Exercise instructions
1) Please list each distinct word or phrase set in single quotation marks in the passage on atoms and the solar system below.
2) Carry on the passage on atoms and the solar system below, picking up right after its final sentence.

Passage provided
---+---

The life of our Universe, while contrasted with infinity is but the wink of an eye, so to speak, yet to us it seems as quasi-eternity, for it lasts for many trillions of human years; and after the same manner of thinking, man's life is but a fleeting instant in endless duration, although it is of immense time-length as contrasted with the bewilderingly rapid appearances and disappearances of infinitesimals in the atomic world.
We are told also by scientific thinkers that the atomic distances separating electron from electron and these from their protonic center or sun are relatively as great in the atom as are the distances in our cosmic solar system separating planet from planet and these from our sun, and there is no reason in the world why this most suggestive teaching or declaration or statement of ultra-modern science is not perfectly true. One must remember that to ourselves all things in this Universe are relative, as stated before, and in consequence that such supposedly fundamental things as space and time are as relative as all other things contained by them. Indeed, in one sense of the word, both space and time, as is taught by the Esoteric Philosophy, are mayavi or illusory in the sense that neither the latter nor the former, when we give to the term 'space' the meaning of extension, is external in the European sense; and because in European usage the terms 'space' and 'time' are both directly related to physical things or 'events' and therefore distinctly temporary, neither can be called 'absolute,' and this, according to Einstein, is perfectly correct in this aspect or portion of his Relativity Theory. (188)
The atoms which compose our bodies are builded thus, according to modern scientific ideas, and therefore are infinitesimal copies or repetitive reflexions of that larger Cosmic Atom which human knowledge calls the solar system. Just as the interplanetary spaces are empty, or nearly so, of visible physical things, and are therefore called emptinesses, so are our bodies mostly such 'spacial vacancies.' But it must not be imagined for a moment that these 'vacancies' are actually, 'nothingness'; that idea is enormously absurd. These spacial vacancies, so called, are filled full with ethereal substances even as the cosmic spaces of our solar system and the greater kosmic Spaces of our Galactic Universe are filled full with kosmic ether.

---+---

Recorded information
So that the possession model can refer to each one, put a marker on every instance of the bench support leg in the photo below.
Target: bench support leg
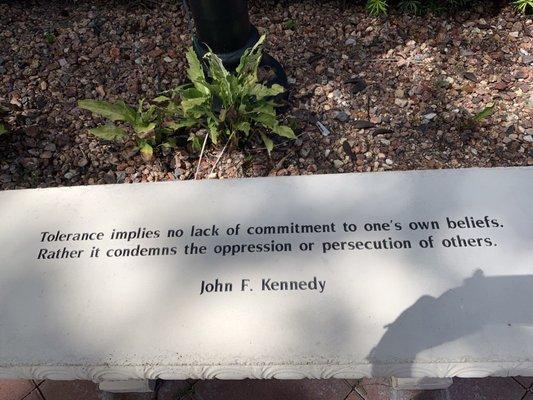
(421, 383)
(129, 386)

---+---

Outputs for the tasks
1)
- 'space'
- 'time'
- 'events'
- 'absolute'
- 'spacial vacancies'
- 'vacancies'
- 'nothingness'

2)
The most interesting deduction that we could and indeed should draw from the foregoing reflexions is -- just as the Esoteric Philosophy has taught from immemorial time -- that what we humans call physical appearances of things are but transitory 'events' or illusory and fugitive episodes, on and in that particular Cosmic Space of the solar system which we call our physical world; and that in point of fact, this physical world itself is mostly composed or woven of 'holes' or so-called and mis-called 'empty spaces.' We say 'empty' only because our gross physical senses, such as the organs of sight and touch which have been evolved to cognise and to report only things of physical matter, tell us nothing of the inner and invisible, because highly ethereal, worlds and spheres and realms, which we thus collect under the single term 'etheric spaces' or 'empty spaces.'
Probably the actual so-called solid physical units -- let us call them electrons, etc. -- which compose the substantial part of my physical body, when closely assembled, thus leaving to one side the 'empty spaces,' could be compressed into a volume little larger than a pin-head. So that we see immediately that so far as mere volume or spatial extension is concerned, our physical bodies are indeed true illusions as regards bulk, yet very real to us because our sense-organs live in this world of 'bulky' illusion.
As an example: I enter a railway train. I take a seat. My body touches the seat, presses it, apparently, and physically deforms it; the seat is screwed to the framework of the car, into the woodwork, which in turn rests upon the metal carriage, which in turn rests upon the wheels, which roll over the steel rails, and the rails rest upon the earth, and the earth is builded of various particles of soil -- stone and what not. Yet at each one of these steps in our picture there is no absolute physical contact whatsoever between any two of then -- no physical contact between any two of the series.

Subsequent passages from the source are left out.